ASSIGNED TASK 1: From the article on Kim Elder below, write out everything from "She and her" down to "an EMT class.".
ASSIGNED TASK 2: According to the article on Kim Elder below, which certificate did Elder obtain in the early 2000s?

Kim Elder celebrates 20 years in emergency management
From natural disasters, extreme weather, terrorism, mass casualties, biohazardous waste and other threats to public safety, emergency management serves an important role in prevention, mitigation, preparedness, response and recovery. Kim Elder has spent 20 years serving in emergency management for Marshall County — the only staff person — and is housed at the sheriff’s department.
Elder grew up exposed to emergency services. Her father Dennis Bachman is a former Hardin County sheriff’s deputy and longtime paramedic in Marshalltown, while her mother Judy Moore worked as a nurse.
“I grew up behind the desk at the Marshalltown Medical & Surgical Center,” Elder said. “Mom and dad divorced and dad still lived here. It was back in the days before HIPAA and not the privacy we have now. I grew up with all the dispatchers that sat back there. Dad would take calls and run the ambulance, and I would hang out mostly with the girls dispatching.”
She and her mom moved to southern Illinois where she graduated high school. Then she attended Southeast Illinois College. Elder considered a career in EMS but wasn’t sure she had the stomach for the more gruesome aspects of the work.
“Dad would bring home all the pictures — he did a lot of the photos for the medical examiner. I was snoopy as a kid. I said I can’t do that, so I’ll do something else in the medical field,” she noted. “That’s where I got into the medical transcription and medical billing.”
Upon moving back to Iowa in 1997 with her husband Dan, she caught the “bug” and decided to take an EMT class.
“I am still a licensed EMT but I don’t work the streets anymore because I’m the only person in the emergency management office,” she said. “It wouldn’t be fair for me to promise something I couldn’t do. I eventually got my Firefighter I certificate in the early 2000s.”

SUPPLIED DATA:

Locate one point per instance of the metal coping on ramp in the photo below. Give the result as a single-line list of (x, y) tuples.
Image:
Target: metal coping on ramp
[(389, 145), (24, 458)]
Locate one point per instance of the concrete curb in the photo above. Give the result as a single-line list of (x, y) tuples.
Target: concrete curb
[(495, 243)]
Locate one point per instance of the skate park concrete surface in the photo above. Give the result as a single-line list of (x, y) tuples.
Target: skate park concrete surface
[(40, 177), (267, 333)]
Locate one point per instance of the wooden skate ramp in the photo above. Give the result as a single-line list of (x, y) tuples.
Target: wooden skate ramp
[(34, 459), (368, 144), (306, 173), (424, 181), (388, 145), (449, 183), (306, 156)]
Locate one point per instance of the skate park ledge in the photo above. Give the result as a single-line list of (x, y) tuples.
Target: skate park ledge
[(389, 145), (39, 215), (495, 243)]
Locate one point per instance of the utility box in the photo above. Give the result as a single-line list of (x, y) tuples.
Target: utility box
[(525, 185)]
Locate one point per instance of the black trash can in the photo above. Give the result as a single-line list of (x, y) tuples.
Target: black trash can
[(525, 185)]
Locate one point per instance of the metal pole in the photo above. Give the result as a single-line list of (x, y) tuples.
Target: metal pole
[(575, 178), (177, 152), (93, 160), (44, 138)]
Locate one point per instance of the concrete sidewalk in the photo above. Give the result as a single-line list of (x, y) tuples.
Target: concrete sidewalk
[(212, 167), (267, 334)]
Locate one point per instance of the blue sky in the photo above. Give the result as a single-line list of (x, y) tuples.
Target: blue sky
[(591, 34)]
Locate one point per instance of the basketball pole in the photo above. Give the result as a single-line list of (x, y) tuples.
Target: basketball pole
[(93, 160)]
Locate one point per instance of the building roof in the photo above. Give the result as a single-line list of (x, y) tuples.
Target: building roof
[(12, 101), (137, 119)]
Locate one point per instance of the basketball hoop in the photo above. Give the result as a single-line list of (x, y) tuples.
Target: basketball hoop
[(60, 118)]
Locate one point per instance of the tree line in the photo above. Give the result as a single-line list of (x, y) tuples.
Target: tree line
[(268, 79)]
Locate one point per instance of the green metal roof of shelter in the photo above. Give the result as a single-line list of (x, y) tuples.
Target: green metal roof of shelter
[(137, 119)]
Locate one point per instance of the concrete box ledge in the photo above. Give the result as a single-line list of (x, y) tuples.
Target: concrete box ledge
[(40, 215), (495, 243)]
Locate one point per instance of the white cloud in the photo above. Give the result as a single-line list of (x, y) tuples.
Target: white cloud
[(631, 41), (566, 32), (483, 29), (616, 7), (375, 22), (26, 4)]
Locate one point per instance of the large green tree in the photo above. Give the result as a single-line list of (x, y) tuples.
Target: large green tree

REPLY 1:
She and her mom moved to southern Illinois where she graduated high school. Then she attended Southeast Illinois College. Elder considered a career in EMS but wasn’t sure she had the stomach for the more gruesome aspects of the work.
“Dad would bring home all the pictures — he did a lot of the photos for the medical examiner. I was snoopy as a kid. I said I can’t do that, so I’ll do something else in the medical field,” she noted. “That’s where I got into the medical transcription and medical billing.”
Upon moving back to Iowa in 1997 with her husband Dan, she caught the “bug” and decided to take an EMT class.

REPLY 2: Her Firefighter I certificate.